Exactly reproduce the lines beginning with the line that includes "Per instance of the yellow cutting" and ending with the last line of the data.
-- begin Material --
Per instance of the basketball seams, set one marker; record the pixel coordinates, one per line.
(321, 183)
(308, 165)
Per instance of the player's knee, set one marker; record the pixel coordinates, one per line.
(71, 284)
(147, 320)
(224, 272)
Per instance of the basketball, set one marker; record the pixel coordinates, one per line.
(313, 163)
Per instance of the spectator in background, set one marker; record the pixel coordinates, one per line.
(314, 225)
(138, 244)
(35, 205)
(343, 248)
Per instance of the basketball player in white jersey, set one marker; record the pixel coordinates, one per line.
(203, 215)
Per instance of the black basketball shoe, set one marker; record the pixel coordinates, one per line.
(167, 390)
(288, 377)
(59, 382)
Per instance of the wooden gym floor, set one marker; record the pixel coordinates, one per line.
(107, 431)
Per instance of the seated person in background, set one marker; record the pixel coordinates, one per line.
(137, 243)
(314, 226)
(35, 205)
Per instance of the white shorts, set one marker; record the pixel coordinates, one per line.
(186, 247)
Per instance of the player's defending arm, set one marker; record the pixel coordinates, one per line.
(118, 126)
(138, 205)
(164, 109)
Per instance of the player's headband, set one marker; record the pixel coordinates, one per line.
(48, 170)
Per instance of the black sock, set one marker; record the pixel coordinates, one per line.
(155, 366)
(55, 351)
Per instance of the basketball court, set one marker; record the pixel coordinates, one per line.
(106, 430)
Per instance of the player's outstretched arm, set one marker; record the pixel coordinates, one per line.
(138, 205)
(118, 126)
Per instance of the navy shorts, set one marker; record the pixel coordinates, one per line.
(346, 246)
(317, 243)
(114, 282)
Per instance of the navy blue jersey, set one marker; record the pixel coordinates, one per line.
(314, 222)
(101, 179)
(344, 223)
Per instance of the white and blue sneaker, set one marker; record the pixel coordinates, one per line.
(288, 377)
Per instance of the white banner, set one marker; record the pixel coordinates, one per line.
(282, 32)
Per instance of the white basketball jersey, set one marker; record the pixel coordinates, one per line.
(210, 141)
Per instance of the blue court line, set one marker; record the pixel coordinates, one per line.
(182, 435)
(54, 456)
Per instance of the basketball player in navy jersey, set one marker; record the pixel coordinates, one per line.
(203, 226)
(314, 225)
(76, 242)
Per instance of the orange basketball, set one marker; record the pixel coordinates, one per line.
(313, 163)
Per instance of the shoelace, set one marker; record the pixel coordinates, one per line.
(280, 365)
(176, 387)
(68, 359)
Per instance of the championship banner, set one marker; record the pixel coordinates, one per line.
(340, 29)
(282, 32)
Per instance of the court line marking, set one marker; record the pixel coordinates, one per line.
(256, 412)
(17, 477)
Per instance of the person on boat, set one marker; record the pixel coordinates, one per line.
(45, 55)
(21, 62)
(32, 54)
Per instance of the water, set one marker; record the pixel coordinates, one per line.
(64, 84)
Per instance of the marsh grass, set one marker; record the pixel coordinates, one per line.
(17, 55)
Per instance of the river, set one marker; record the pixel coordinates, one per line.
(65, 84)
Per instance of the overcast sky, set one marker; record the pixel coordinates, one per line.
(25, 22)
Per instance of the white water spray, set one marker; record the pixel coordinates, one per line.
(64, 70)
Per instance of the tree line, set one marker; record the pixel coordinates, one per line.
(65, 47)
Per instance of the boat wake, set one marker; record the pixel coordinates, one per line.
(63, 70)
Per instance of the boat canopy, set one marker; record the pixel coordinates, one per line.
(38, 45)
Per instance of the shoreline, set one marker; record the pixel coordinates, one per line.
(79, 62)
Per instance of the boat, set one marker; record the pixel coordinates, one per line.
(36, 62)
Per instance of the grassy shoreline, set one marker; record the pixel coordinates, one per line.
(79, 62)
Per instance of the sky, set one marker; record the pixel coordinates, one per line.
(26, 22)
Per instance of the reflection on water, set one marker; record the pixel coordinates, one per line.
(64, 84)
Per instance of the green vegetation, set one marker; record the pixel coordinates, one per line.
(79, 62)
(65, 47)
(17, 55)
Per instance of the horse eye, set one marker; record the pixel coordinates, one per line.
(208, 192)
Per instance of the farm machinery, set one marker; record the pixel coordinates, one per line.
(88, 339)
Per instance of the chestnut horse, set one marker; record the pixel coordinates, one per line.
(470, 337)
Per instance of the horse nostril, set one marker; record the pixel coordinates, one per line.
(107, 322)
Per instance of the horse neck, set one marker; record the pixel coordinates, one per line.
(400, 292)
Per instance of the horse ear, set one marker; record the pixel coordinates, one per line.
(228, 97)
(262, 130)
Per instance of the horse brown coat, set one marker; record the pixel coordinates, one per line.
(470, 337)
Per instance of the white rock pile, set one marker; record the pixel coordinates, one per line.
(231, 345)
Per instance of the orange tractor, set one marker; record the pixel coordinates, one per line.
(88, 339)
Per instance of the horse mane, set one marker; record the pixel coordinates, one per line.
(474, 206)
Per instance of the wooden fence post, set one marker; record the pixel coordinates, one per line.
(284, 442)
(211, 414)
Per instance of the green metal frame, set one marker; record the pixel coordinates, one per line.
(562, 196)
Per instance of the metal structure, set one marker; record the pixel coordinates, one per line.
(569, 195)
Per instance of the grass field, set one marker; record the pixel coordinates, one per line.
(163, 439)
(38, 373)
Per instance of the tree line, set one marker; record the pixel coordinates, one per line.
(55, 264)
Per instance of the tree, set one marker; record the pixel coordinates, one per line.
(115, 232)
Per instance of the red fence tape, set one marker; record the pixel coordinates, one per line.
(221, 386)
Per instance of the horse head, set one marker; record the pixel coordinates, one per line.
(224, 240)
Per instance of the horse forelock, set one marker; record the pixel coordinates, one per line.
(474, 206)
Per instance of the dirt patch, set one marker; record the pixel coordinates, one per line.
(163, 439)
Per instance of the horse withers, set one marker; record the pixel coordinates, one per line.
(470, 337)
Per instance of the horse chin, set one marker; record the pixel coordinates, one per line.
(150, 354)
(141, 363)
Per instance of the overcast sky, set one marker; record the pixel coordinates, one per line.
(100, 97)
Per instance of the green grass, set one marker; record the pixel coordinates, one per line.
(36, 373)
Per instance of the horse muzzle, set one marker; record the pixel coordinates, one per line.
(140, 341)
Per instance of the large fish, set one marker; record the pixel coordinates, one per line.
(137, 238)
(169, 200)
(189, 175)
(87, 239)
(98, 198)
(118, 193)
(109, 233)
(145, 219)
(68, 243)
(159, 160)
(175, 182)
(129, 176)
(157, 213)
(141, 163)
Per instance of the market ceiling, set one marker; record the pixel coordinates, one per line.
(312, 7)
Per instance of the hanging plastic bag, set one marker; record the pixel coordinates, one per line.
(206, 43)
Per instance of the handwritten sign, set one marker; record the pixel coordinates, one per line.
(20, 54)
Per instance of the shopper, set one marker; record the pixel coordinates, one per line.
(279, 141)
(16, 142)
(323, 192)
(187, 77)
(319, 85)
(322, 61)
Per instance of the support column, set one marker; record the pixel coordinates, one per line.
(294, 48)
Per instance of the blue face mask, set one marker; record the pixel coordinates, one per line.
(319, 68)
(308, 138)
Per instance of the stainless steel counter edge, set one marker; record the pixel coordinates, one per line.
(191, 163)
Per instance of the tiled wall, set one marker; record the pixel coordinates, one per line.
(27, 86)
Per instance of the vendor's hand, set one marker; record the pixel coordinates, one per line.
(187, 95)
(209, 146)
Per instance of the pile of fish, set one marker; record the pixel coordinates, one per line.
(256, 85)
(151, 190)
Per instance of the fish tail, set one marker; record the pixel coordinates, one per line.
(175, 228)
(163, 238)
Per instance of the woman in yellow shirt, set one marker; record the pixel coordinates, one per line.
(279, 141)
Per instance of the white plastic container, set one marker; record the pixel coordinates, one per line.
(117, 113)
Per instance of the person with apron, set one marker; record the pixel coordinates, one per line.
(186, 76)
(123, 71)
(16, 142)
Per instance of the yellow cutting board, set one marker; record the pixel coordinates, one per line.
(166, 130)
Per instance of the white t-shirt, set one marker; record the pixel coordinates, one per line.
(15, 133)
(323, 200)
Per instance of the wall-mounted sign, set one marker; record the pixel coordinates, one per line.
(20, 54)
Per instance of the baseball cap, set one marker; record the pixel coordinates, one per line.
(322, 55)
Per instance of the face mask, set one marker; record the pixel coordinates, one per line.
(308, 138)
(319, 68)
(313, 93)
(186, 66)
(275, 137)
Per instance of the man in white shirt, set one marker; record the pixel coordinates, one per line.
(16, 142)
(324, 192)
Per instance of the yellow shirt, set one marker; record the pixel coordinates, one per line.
-- end Material --
> **Solution**
Per instance of the yellow cutting board, set one marker; record the pixel coordinates, one per line.
(166, 130)
Per instance of the white t-shirt, set one marker; record the pixel coordinates, one per line.
(15, 133)
(323, 200)
Per instance of the wall-mounted sign, set one marker; record the pixel coordinates, one per line.
(20, 54)
Per instance of the baseball cap, set one marker; record the pixel coordinates, one per line.
(322, 55)
Per instance of the face mask, set one marker; record the pixel coordinates, one per line.
(308, 138)
(319, 68)
(313, 93)
(186, 66)
(275, 137)
Per instance of the man in white shirt, set one marker; record the pixel coordinates, one per line.
(16, 142)
(324, 192)
Per instance of the yellow shirt, set one marker; record the pixel coordinates, one per line.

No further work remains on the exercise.